- _Exercise objective_
The article about the Saanich rock contains a short sentence that begins "A can of soup." List every item that sentence names.

Start of Excerpt to read

Bizarre offerings and cryptic messages have put a chill into a Saanich woman’s cigarette break.
Michelle Schile came across the first token back in January, when she found the rock she sits on for her cigarette break covered in mud and manure.
On that January day, Schile went down to the large boulder at the side of the road behind Lochside elementary school, like she’s been doing for the past 18 years. She found the rock, located down a bank near the Lochside Trail, had been covered with mud and manure.
“I cleaned it off, then the next time I went down there was more mud, so I thought, ‘OK, this is getting weird,” said Schile who works at the school.
And it only got weirder from there, as the surprises kept coming – sometimes every few days, sometimes after a break of a week or two. A can of soup, garbage, motor oil, a dead snake.
“It got so disgusting, and I got tired of cleaning it up,” said Schile, who called Saanich public works to bring absorbent to soak up the oil.
“The last time it was so disgusting, it was really gross. He must have scraped the bottom of his boat, because there were barnacles, crab legs, mussel shells. It was crawling with flies and stunk to high heaven. You can just imagine rotten seafood in the sun, it was really disgusting.”
She contacted police but was told there was little they could do about the incidents.
Sgt. Jereme Leslie confirms Saanich Police were contacted about the incident, but said there was no damage done to the rock and police have been unable to identify a suspect.
“As it stands now the essential elements of the offence have not been met so it doesn’t meet the threshold of harassment as outlined in the Criminal Code,” said Leslie, adding police have concluded the file.
But Schile wasn’t ready to let it go, placing a camera in the bush focused on the rock. After weeks of positioning and repositioning the camera, she finally captured a photo of the legs and torso of who she describes as an older man.
“Just cause I was mad, I wrote out on a piece of paper the definition of petty and the definition of passive aggressive, laminated it and left it there.”
She said the note disappeared, before returning a couple weeks later with a message on the back.
“It said he is part of a cycling group and there have been six smoking-related deaths in the group. His wife died of cancer. He said we won’t foul your reading rock if you don’t foul our air. Now I know it’s directed at me,” said Schile, adding she checked with CRD to make sure she wasn’t in violation of clean-air bylaws, and makes sure she doesn’t leave cigarette butts behind.
She says more than 30 items have been left at the rock, the latest coming at the end of June when a dead snake greeted her at the rock. Police have advised her not to leave any more notes for the subject, who had been responding on B.C. Coroners Service stationary. School just wants the situation to end, and hopes someone using the Lochside Trail might have observed someone placing items on the rock.
“I don’t know what he looks like. He could cycle by me every day, it’s creepy. Every time a cyclist goes by, I’m like, ‘Is it you?’
He’s just a nut job and he needs to be stopped.”

End of Excerpt to read
Start of Data records

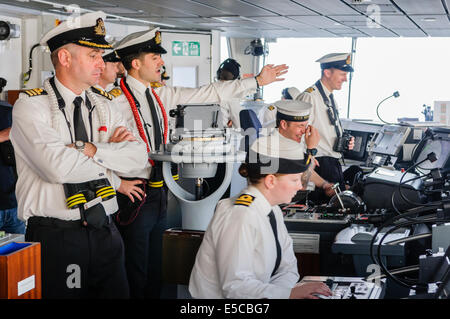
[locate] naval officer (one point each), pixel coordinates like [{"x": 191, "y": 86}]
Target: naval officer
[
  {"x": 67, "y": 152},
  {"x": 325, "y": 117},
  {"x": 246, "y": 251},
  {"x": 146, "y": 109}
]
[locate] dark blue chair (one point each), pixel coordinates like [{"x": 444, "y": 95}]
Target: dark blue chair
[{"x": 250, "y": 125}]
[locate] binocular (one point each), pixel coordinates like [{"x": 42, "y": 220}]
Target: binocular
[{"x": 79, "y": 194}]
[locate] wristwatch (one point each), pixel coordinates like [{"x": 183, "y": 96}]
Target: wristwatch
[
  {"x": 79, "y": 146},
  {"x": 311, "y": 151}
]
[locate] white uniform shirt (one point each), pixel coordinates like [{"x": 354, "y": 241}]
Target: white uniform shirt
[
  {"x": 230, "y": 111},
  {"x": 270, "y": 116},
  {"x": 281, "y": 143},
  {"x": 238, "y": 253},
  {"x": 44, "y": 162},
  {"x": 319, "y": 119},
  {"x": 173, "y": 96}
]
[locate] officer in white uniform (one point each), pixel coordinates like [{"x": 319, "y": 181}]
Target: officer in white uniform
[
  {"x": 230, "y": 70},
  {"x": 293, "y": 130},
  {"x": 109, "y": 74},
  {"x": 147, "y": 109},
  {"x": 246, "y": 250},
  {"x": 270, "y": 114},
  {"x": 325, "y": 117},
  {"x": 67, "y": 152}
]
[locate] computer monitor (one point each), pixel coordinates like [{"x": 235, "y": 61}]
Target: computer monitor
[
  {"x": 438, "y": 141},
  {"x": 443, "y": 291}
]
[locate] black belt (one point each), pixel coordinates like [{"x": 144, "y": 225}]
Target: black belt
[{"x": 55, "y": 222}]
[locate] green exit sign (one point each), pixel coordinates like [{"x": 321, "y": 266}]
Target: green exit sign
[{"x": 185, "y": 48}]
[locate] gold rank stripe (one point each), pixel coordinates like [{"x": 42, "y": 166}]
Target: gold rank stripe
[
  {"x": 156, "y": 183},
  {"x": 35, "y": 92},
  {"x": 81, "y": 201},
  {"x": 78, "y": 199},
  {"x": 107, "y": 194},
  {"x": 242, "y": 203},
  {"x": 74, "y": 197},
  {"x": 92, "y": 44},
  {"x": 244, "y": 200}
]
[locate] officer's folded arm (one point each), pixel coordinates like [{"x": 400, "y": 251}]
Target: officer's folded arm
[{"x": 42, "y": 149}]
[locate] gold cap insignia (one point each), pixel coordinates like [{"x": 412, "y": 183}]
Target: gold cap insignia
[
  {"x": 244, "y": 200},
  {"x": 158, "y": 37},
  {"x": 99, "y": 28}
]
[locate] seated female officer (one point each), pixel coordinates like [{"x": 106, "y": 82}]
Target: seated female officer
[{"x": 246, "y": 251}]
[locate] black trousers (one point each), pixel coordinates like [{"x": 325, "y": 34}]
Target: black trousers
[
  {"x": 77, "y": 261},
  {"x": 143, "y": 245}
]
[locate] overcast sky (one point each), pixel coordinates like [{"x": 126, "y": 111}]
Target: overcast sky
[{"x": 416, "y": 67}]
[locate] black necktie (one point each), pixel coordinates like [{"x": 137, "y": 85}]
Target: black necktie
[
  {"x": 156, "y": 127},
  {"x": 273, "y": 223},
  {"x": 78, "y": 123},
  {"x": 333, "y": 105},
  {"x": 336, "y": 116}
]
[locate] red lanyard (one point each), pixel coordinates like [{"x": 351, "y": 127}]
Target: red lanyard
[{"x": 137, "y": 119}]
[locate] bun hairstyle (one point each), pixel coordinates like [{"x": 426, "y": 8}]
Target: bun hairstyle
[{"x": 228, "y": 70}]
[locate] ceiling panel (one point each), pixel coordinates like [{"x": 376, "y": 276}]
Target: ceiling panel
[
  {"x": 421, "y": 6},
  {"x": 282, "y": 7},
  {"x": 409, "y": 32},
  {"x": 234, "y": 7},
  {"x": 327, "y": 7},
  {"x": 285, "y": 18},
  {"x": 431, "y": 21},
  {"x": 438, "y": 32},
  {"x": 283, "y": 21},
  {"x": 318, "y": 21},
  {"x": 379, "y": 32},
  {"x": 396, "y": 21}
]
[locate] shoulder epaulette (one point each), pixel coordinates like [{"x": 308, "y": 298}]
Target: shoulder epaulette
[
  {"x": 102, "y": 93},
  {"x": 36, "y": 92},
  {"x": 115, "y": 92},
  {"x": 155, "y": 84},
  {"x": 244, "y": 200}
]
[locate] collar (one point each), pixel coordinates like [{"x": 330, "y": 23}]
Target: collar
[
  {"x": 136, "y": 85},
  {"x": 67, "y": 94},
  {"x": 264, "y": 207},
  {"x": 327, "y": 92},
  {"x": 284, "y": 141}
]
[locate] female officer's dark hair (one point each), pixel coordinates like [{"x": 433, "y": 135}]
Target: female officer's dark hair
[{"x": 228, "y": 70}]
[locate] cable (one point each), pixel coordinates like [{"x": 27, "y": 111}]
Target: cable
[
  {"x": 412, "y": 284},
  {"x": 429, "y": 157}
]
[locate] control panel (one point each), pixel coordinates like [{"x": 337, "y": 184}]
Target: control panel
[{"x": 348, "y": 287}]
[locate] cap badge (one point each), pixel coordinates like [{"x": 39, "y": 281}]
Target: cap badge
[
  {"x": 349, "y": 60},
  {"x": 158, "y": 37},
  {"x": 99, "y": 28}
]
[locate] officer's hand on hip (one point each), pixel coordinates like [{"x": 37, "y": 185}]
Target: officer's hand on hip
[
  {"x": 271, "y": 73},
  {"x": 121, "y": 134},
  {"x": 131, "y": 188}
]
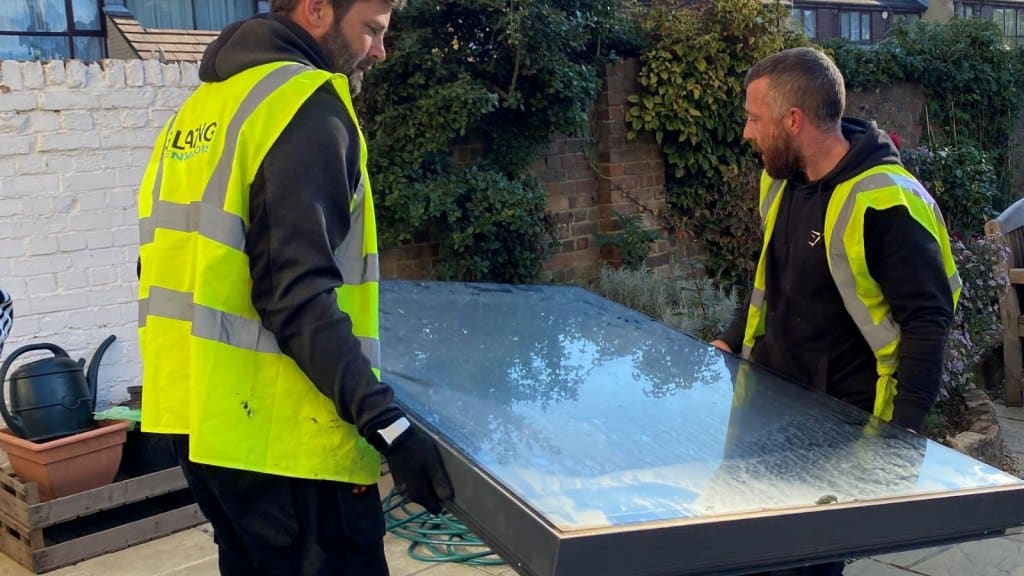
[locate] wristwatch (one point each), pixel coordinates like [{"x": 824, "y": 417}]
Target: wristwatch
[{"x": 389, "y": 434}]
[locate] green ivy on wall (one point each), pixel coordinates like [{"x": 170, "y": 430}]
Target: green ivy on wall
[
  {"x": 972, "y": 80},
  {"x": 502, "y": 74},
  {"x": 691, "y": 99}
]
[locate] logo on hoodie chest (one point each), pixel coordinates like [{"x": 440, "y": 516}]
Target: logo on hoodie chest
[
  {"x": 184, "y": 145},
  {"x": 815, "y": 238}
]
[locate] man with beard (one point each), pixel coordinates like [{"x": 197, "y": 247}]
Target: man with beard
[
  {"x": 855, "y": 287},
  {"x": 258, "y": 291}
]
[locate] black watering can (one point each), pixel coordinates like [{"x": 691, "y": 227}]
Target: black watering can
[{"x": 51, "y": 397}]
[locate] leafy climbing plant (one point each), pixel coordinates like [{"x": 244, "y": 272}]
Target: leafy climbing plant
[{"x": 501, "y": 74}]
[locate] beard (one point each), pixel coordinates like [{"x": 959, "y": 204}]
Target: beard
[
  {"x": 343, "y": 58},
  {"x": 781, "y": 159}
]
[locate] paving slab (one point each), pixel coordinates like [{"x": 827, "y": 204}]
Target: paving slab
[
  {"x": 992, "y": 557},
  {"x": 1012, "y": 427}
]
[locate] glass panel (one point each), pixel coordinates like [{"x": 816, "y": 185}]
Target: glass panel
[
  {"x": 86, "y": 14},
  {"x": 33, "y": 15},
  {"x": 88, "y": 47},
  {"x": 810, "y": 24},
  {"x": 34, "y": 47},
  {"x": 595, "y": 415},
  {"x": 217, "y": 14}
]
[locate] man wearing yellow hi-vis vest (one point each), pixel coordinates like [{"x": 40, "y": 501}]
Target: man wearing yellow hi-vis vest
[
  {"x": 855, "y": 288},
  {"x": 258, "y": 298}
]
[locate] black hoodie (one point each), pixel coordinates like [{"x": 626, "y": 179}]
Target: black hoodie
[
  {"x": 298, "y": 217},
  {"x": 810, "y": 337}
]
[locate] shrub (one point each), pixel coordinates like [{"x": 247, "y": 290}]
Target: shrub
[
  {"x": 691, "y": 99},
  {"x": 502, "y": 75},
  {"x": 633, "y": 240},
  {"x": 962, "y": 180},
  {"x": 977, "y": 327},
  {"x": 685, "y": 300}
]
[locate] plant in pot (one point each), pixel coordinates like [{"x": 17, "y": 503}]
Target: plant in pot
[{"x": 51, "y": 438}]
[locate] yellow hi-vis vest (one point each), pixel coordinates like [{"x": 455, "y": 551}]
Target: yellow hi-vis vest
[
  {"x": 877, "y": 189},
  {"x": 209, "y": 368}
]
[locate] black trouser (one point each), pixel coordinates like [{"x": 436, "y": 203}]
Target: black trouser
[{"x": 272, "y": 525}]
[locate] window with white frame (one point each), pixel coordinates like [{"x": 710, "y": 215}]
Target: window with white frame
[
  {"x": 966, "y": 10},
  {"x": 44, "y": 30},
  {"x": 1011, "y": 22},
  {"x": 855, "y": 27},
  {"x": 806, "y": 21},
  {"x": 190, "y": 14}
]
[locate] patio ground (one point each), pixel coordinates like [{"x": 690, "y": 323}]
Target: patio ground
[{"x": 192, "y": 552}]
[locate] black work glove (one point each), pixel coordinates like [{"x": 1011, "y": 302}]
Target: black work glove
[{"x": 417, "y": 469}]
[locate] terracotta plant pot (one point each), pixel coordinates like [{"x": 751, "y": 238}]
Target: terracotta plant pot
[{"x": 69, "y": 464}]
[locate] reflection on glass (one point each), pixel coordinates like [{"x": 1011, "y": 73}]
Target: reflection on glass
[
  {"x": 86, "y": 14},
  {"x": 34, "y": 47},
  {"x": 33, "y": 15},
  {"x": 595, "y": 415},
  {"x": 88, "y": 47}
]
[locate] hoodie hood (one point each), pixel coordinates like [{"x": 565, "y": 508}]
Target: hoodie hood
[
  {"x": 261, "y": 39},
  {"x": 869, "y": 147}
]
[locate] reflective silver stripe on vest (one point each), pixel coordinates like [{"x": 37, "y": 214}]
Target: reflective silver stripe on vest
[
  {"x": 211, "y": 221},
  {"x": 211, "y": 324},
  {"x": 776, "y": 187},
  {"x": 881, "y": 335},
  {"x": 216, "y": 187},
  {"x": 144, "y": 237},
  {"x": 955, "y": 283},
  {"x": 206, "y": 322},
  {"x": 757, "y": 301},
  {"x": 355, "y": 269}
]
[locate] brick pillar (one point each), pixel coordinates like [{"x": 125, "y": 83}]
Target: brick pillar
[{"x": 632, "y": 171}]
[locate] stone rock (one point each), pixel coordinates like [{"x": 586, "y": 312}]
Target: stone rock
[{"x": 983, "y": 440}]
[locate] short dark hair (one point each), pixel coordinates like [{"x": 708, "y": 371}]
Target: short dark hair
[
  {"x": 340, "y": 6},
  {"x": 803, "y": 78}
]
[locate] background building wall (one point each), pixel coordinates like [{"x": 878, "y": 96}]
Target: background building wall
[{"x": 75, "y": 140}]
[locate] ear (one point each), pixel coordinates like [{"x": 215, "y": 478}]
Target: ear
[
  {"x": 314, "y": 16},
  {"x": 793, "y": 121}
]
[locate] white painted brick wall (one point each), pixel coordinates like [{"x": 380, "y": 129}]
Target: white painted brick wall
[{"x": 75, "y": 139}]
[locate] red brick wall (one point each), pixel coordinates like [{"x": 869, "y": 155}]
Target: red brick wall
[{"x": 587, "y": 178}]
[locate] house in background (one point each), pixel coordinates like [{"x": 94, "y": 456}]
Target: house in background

End of Data records

- _Solution to this exercise_
A can of soup, garbage, motor oil, and a dead snake.